## start TEXT SECTION

2

There is an array of category ids i.e. array(18,19,25);

I want to get those products which has all these categories from above array. Product should present in 18,19 and 25.

Array values can be anything i.e. category ids.

5
  • You mean that you want to get an array of products which exist in categorys 18, 19 AND 25? Or do you want to get them if they are in any of 18, 19 and 25? Commented Nov 13, 2015 at 16:24
  • That product should present in 18,19 and 25.
    – ved
    Commented Nov 13, 2015 at 17:06
  • that means both 3 categories ? If product is in one category then what will be happen.
    – Amit Bera
    Commented Nov 14, 2015 at 12:36
  • 1
    Then that product should not be displayed. Product should present in all categories from the array
    – ved
    Commented Nov 14, 2015 at 12:47
  • You should extend little bit product collection. Check this answer Commented Jul 31, 2017 at 10:41

6 Answers 6

1

Let's Assume you have categoryIds Array

$categories = array(18,19,25);

First You have to do category join

$collection->joinField(
    'category_id', 'catalog/category_product', 'category_id', 
    'product_id = entity_id', null, 'left'
);

Now add simple IN condition of collection

$pCollection->addAttributeToFilter('category_id', array('in' => implode(',', $categories)));
0

try

$productCollection = Mage::getModel('catalog/product')
    ->getCollection()
    ->addAttributeToSelect('*')

## end TEXT SECTION
## start ENTRIES SHOWN

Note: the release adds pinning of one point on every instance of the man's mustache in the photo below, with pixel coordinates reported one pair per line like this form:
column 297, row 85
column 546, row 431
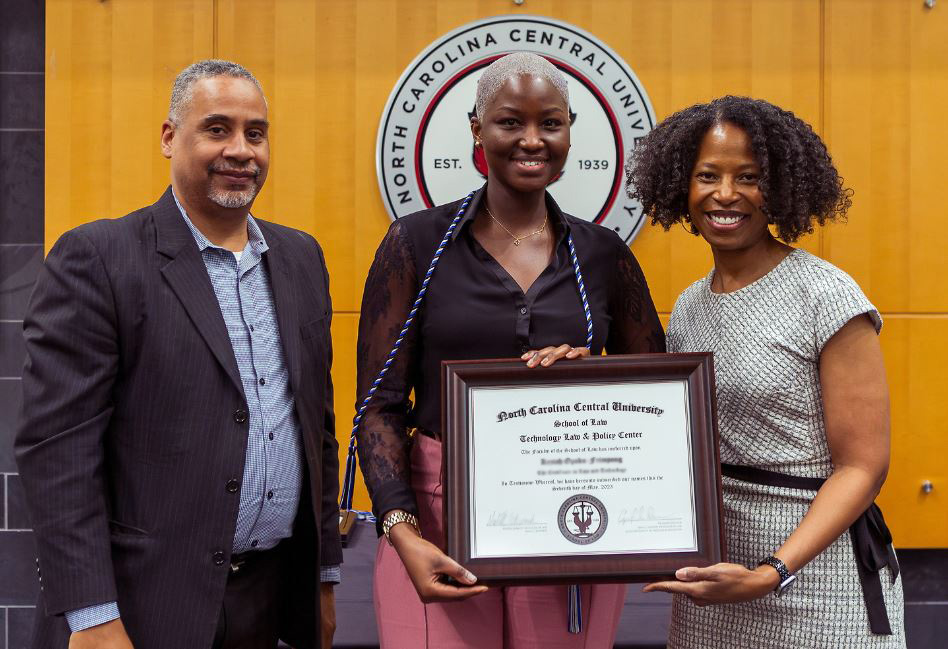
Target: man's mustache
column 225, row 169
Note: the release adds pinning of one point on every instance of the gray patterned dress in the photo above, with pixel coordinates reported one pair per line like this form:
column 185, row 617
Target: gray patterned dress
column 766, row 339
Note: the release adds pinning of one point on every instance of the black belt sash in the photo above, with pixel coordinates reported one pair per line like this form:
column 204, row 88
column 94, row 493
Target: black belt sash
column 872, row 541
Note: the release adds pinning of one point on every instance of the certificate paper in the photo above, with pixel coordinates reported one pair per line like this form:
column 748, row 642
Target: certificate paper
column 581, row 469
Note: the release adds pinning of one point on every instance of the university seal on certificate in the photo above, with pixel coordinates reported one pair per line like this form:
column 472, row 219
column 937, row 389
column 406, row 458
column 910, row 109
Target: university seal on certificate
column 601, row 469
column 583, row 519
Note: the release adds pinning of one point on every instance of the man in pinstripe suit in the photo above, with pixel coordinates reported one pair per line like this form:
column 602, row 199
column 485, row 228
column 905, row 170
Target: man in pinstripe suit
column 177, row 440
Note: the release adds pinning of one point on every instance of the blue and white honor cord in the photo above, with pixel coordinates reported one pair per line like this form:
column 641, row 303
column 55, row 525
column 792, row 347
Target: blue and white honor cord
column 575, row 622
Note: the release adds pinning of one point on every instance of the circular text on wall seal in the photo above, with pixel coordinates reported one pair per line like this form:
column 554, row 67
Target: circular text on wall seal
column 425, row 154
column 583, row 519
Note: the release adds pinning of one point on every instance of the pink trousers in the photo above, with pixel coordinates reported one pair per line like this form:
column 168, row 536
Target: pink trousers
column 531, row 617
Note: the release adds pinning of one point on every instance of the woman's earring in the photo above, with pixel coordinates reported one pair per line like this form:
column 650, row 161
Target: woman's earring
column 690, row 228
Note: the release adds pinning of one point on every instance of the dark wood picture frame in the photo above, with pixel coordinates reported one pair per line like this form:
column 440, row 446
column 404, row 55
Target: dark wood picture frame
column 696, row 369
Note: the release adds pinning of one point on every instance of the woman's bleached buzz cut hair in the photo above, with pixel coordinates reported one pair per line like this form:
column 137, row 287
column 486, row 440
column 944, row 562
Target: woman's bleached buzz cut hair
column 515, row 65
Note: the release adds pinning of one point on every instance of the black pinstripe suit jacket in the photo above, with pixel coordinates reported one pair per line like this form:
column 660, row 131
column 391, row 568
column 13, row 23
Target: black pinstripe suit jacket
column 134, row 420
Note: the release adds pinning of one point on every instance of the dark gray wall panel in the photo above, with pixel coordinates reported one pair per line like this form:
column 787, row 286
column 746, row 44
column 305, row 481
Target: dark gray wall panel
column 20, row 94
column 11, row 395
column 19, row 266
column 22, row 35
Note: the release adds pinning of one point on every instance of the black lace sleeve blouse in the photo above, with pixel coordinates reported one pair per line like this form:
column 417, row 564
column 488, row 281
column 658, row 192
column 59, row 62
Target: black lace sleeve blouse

## end ENTRIES SHOWN

Write out the part of the forum thread above that begins at the words "Now add simple" and stops after the words "->getCollection()", changing nothing.

IN RESPONSE:
Now add simple IN condition of collection

$pCollection->addAttributeToFilter('category_id', array('in' => implode(',', $categories)));
0

try

$productCollection = Mage::getModel('catalog/product')
    ->getCollection()